→ Excerpt to read
◆ ◆ ◆ ◆
What did live up to memory was the German Physiks/Ayre/Merging Technologies room. Now I hogged the sweet spot and enjoyed another listen to that special violin recording they used. Magic. I know some folks might think there is an absence of bass in these but I suspect it only seems so in comparison to the floors of boom on display here at RMAF. A driving bass solo track reveals that the crossoverless German Physiks do bass just fine - tight, articulate, clear.  For those of us who crave timbre and out of the box sonics, these speakers (and let's be clear, some superb partnering gear and clever set up by Michael Broughton which had the speakers physically exposed but sonically invisible) brought something special to the room. A clear winner for me.

Wanted to hear the Revels again but time was just too tight and I enjoyed a couple of rooms so much I had probably used up capacity. Bumping into Eleanor McEvoy in the elevator as she hauled a couple of guitars down to her final live performance, I decided to end the weekend listening to her to purge the sonics of reproduced sounds.

Missed a few mentions of good things (the Vapor room had real quality, never heard Dark Side of the Moon quite like I did here in the sweet spot, but they were pricey; Well Rounded Sound offered a $5k speaker that could do justice to any music; AudioKinesis just do it differently and well), will get to them but am en route home. It's been fun but it's hectic. While it costs to travel and attend (no, I do not get paid for this), the lessons learned will pay for themselves several times over as I upgrade, if I upgrade. I have a real sense of what money thrown at the issue of audio reproduction cannot get you. More on this when I try to pull it all together.  Well done all who are involved in this show - it's a non-trivial undertaking.
◆ ◆ ◆ ◆
→ Dataset content
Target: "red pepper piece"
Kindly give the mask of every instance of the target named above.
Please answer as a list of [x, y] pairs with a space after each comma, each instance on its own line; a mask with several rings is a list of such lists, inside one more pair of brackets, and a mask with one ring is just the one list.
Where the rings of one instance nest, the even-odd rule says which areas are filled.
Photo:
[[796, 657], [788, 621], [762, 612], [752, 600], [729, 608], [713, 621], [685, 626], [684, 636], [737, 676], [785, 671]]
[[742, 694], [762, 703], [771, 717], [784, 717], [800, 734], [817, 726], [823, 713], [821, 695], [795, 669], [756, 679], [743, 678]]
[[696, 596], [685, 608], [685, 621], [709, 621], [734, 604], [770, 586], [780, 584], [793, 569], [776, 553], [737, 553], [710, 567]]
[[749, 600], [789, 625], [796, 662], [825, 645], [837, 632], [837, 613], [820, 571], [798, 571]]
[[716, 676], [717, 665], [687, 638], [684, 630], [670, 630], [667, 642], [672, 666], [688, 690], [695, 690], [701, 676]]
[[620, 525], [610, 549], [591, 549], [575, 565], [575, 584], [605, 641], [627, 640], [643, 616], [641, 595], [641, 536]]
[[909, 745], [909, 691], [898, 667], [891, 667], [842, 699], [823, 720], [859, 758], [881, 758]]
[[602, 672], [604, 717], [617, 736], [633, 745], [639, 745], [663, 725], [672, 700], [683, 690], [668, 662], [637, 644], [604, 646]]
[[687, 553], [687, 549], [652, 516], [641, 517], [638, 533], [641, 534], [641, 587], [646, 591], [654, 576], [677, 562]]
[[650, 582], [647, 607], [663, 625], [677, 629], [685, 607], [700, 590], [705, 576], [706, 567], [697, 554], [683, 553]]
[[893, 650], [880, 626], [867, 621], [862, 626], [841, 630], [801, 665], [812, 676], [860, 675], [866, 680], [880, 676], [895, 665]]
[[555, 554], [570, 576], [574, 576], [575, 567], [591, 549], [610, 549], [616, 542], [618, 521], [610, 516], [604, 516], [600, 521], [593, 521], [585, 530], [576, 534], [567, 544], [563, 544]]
◆ ◆ ◆ ◆
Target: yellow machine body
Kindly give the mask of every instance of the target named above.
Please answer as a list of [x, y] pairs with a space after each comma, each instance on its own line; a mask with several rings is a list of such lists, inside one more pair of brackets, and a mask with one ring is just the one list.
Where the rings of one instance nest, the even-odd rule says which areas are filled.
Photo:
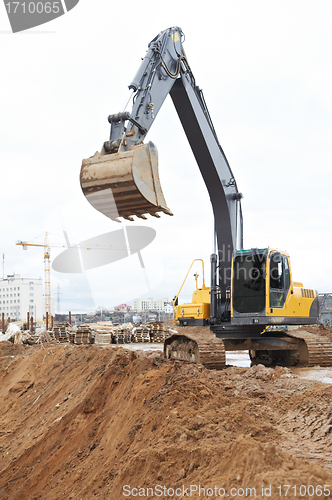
◆ ◆ ◆ ◆
→ Exercise tasks
(a) According to the audio show write-up, who did the setup in the German Physiks/Ayre/Merging Technologies room?
(b) Reproduce the audio show write-up from "Missed a few" up to and including "a non-trivial undertaking.".

→ Task-by-task solutions
(a) Michael Broughton

(b)
Missed a few mentions of good things (the Vapor room had real quality, never heard Dark Side of the Moon quite like I did here in the sweet spot, but they were pricey; Well Rounded Sound offered a $5k speaker that could do justice to any music; AudioKinesis just do it differently and well), will get to them but am en route home. It's been fun but it's hectic. While it costs to travel and attend (no, I do not get paid for this), the lessons learned will pay for themselves several times over as I upgrade, if I upgrade. I have a real sense of what money thrown at the issue of audio reproduction cannot get you. More on this when I try to pull it all together.  Well done all who are involved in this show - it's a non-trivial undertaking.